- **Written exercise**: Copy out, exactly as given, every line from the line with "Objective — one point per instance of the gold" to the end of the listing, both of those lines included.

--- start of Dataset entries ---

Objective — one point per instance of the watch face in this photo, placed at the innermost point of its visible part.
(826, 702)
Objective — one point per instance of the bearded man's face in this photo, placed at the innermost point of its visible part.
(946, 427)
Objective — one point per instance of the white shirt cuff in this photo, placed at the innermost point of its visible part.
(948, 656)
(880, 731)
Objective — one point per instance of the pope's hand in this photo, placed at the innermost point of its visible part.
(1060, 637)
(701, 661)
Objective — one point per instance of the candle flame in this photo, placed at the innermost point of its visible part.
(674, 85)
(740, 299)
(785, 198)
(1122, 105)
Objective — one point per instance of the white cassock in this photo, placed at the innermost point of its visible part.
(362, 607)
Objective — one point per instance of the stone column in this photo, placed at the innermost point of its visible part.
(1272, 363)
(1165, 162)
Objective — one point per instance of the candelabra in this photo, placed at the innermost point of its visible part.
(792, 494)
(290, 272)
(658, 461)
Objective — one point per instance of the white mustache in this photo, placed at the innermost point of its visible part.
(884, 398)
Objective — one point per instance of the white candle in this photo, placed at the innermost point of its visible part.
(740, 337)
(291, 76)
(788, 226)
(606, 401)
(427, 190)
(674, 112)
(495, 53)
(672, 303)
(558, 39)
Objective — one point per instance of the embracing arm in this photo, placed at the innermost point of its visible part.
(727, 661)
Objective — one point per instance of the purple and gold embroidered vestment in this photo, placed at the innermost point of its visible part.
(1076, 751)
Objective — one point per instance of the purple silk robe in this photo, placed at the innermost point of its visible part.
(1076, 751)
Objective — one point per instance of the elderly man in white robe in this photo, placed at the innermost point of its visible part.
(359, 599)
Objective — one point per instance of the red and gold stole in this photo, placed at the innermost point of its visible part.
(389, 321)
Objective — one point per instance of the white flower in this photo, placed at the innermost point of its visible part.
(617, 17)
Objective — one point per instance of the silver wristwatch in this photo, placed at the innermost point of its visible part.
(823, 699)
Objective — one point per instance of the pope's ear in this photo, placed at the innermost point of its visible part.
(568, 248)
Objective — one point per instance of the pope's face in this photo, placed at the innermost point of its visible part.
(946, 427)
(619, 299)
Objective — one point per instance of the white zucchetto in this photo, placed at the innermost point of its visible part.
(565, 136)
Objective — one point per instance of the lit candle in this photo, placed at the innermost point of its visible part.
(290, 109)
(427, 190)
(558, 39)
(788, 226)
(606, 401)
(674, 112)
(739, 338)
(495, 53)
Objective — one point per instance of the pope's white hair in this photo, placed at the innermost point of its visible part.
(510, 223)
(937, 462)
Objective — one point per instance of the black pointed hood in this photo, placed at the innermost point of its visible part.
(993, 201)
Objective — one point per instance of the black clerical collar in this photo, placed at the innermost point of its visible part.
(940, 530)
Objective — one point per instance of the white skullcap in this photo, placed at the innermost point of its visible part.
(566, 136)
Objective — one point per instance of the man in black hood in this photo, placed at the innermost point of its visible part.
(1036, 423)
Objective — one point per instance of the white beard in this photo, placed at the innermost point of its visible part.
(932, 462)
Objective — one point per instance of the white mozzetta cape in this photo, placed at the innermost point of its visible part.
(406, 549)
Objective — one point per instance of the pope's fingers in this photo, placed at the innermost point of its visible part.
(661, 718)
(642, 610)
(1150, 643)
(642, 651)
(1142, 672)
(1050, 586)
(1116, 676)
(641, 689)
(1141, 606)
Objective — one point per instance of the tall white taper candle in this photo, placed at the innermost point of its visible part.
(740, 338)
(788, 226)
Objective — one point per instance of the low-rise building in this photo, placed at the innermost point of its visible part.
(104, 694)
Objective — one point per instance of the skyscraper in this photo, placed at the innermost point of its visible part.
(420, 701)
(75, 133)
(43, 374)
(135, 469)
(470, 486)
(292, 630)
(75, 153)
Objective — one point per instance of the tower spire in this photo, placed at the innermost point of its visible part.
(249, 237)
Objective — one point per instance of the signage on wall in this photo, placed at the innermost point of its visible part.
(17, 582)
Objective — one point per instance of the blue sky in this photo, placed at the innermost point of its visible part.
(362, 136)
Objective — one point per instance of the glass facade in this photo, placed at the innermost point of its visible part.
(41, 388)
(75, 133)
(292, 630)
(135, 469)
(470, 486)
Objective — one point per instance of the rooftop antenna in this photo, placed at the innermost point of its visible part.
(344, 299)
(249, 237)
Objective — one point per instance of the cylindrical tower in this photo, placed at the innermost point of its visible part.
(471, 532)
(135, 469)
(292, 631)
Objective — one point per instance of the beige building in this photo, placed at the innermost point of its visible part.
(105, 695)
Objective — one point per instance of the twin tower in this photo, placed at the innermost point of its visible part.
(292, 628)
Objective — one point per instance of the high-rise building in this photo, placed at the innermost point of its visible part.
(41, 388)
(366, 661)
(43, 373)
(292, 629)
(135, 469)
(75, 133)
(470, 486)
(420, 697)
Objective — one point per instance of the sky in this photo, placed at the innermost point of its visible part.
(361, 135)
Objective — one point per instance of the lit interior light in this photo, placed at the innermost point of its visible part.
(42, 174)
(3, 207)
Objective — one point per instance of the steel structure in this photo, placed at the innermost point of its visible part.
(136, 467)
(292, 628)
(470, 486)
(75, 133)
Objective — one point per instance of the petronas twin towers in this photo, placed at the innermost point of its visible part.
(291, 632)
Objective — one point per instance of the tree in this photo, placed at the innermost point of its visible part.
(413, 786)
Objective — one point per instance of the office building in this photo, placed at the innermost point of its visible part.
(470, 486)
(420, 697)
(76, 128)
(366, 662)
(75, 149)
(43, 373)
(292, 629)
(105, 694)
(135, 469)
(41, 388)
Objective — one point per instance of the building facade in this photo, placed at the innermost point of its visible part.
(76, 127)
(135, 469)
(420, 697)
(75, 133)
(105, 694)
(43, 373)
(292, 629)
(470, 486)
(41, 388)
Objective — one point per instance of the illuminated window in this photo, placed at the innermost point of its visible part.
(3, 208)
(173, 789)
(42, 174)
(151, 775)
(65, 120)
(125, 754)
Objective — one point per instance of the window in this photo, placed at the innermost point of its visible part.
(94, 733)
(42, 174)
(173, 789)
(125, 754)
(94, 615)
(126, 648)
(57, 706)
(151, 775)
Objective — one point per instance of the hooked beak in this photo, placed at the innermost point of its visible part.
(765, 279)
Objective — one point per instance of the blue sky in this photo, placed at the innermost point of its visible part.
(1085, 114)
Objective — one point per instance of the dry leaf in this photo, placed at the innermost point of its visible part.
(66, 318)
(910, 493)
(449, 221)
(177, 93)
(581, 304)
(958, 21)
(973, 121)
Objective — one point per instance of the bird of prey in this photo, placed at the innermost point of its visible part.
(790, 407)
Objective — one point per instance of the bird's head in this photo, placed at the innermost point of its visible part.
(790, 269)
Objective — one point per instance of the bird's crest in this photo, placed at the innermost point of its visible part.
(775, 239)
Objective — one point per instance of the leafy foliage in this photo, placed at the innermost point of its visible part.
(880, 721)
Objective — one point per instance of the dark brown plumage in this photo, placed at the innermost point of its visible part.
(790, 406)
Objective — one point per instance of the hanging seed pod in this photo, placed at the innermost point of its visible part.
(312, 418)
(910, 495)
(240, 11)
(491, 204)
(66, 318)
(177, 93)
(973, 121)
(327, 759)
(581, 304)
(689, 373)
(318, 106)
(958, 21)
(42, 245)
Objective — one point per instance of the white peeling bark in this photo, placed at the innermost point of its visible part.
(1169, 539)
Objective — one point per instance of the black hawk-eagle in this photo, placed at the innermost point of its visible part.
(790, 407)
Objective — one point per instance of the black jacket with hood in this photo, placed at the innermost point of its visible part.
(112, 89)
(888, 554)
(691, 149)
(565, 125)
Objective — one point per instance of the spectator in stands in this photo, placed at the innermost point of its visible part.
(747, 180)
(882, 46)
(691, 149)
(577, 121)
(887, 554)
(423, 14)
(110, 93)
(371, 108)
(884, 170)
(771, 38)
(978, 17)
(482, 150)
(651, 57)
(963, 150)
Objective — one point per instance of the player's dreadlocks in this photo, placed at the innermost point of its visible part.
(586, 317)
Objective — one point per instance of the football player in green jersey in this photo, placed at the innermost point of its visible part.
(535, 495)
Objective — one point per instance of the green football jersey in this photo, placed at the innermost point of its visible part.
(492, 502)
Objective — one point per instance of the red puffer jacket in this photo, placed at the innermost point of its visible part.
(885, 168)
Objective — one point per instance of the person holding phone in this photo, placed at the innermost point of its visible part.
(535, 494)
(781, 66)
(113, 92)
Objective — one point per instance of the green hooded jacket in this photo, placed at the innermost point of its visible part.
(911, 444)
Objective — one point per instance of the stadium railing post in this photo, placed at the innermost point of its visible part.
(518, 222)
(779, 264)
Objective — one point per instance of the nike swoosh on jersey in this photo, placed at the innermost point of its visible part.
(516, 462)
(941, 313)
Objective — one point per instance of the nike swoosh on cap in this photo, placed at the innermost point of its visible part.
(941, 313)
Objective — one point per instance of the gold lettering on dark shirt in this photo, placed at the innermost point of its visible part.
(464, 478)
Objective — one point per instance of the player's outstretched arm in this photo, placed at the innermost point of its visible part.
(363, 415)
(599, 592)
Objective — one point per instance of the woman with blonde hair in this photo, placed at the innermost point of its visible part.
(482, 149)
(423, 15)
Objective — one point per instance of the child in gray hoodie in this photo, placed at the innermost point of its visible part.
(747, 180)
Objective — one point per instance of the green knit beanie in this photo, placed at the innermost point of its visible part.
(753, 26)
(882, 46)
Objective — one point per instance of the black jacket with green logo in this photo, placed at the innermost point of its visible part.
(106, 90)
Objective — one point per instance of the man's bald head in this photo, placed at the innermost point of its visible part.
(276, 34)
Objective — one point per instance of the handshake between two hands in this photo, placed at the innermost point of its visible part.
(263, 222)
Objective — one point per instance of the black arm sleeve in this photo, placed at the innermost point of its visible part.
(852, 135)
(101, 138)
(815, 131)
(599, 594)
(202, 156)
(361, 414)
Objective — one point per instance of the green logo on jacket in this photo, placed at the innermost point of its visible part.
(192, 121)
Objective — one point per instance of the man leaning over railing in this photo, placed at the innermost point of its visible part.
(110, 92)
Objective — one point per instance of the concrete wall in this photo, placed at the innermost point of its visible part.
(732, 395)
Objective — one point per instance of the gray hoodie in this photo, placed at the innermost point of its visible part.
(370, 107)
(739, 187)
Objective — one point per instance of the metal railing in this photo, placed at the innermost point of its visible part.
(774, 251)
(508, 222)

--- end of Dataset entries ---

- **Output**:
Objective — one point per instance of the gold lettering on dark shirt in this photo, placed at the innermost point of its visible part.
(464, 478)
Objective — one point per instance of the player's outstretched arm in this photo, placed at the innermost point of its visible part.
(363, 415)
(599, 592)
Objective — one point per instance of the woman with blonde hair in this photo, placed at the innermost point of its visible part.
(482, 149)
(423, 15)
Objective — one point per instance of the child in gray hoodie in this photo, placed at the innermost point of its visible part.
(747, 180)
Objective — one point per instance of the green knit beanie in this photo, placed at the innermost point of its visible part.
(753, 26)
(882, 46)
Objective — one point per instance of the black jacket with green logo in this photo, placed at the innermost point of its visible part.
(106, 90)
Objective — one point per instance of the man's bald head in this photo, placed at the innermost point of its visible part.
(276, 34)
Objective — one point per instance of the handshake between two hands in this photo, placed at the innermost point of its visible part.
(263, 222)
Objective — one point per instance of the black arm sleeve in this photo, placed at the innermost point of its visible part.
(852, 135)
(101, 138)
(815, 131)
(599, 594)
(202, 156)
(361, 414)
Objective — one point per instance of the green logo on jacket in this photo, placed at the innermost point of its visible part.
(192, 121)
Objective — one point per instance of the man leaning over railing in this photo, placed at the innermost point of its visible part.
(110, 92)
Objective — one point per instance of the concrete wall in this photo, placed at the innermost point of its visible part.
(732, 395)
Objective — one point per instance of the gray hoodie in this photo, placed at the innermost point of its visible part.
(370, 107)
(739, 187)
Objective — one point per instance of the metal railing in this photo, placed at the innermost point of its visible part.
(774, 251)
(508, 222)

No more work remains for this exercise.